--- Dataset records ---
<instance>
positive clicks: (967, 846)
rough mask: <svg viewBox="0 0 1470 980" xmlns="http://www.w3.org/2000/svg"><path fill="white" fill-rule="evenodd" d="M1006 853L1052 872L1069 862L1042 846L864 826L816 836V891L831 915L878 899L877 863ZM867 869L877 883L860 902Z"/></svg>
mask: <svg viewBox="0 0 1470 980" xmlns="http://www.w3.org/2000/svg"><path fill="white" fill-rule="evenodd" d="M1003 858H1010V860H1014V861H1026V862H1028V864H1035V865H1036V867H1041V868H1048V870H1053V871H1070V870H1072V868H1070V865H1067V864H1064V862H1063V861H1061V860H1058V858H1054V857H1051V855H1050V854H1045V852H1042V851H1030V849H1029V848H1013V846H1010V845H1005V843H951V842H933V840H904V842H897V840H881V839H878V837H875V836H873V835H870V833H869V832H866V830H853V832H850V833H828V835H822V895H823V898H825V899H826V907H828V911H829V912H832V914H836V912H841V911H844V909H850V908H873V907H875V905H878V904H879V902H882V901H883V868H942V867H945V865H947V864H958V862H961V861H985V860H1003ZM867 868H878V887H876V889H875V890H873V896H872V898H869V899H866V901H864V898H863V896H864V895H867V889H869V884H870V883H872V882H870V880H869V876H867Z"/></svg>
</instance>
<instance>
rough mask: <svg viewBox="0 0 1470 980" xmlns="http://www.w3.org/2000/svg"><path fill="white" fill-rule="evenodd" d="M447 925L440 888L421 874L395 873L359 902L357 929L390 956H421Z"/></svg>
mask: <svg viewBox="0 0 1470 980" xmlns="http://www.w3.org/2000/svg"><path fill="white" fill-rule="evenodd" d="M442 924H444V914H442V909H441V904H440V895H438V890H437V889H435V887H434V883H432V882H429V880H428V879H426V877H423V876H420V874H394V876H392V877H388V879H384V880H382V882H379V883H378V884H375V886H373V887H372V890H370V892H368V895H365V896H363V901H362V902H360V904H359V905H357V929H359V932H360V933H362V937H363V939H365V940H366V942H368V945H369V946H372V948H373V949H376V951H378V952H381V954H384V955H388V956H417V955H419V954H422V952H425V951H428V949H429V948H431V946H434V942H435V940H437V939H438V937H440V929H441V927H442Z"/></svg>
---
◆ **Instructions to follow**
This exercise calls for every record above to be written out again exactly.

◆ **Output of the task**
<instance>
positive clicks: (967, 846)
rough mask: <svg viewBox="0 0 1470 980" xmlns="http://www.w3.org/2000/svg"><path fill="white" fill-rule="evenodd" d="M1006 853L1052 872L1069 862L1042 846L864 826L816 836V891L831 915L878 899L877 863ZM867 869L877 883L860 902Z"/></svg>
mask: <svg viewBox="0 0 1470 980" xmlns="http://www.w3.org/2000/svg"><path fill="white" fill-rule="evenodd" d="M1003 858H1010V860H1014V861H1026V862H1028V864H1035V865H1036V867H1041V868H1048V870H1053V871H1070V870H1072V868H1070V865H1067V864H1064V862H1063V861H1061V860H1058V858H1054V857H1051V855H1050V854H1045V852H1042V851H1030V849H1029V848H1013V846H1010V845H1005V843H951V842H933V840H904V842H897V840H881V839H878V837H875V836H873V835H870V833H869V832H866V830H853V832H850V833H828V835H822V895H823V898H825V899H826V907H828V911H829V912H832V914H836V912H841V911H844V909H850V908H873V907H875V905H878V904H879V902H882V901H883V868H942V867H945V865H947V864H958V862H961V861H985V860H1003ZM867 868H878V887H876V889H875V890H873V896H872V898H869V899H866V901H864V898H863V896H864V895H867V889H869V884H870V883H872V882H870V880H869V876H867Z"/></svg>
</instance>
<instance>
rough mask: <svg viewBox="0 0 1470 980" xmlns="http://www.w3.org/2000/svg"><path fill="white" fill-rule="evenodd" d="M447 925L440 888L421 874L395 873L359 902L357 929L390 956H421Z"/></svg>
mask: <svg viewBox="0 0 1470 980" xmlns="http://www.w3.org/2000/svg"><path fill="white" fill-rule="evenodd" d="M442 924H444V914H442V909H441V904H440V895H438V890H437V889H435V887H434V883H432V882H429V880H428V879H426V877H423V876H420V874H394V876H392V877H388V879H384V880H382V882H379V883H378V884H375V886H373V887H372V890H370V892H368V895H365V896H363V901H362V902H360V904H359V905H357V929H359V932H360V933H362V937H363V939H365V940H366V942H368V945H369V946H372V948H373V949H376V951H378V952H381V954H384V955H388V956H417V955H419V954H422V952H425V951H428V949H429V948H431V946H434V942H435V940H437V939H438V937H440V929H441V927H442Z"/></svg>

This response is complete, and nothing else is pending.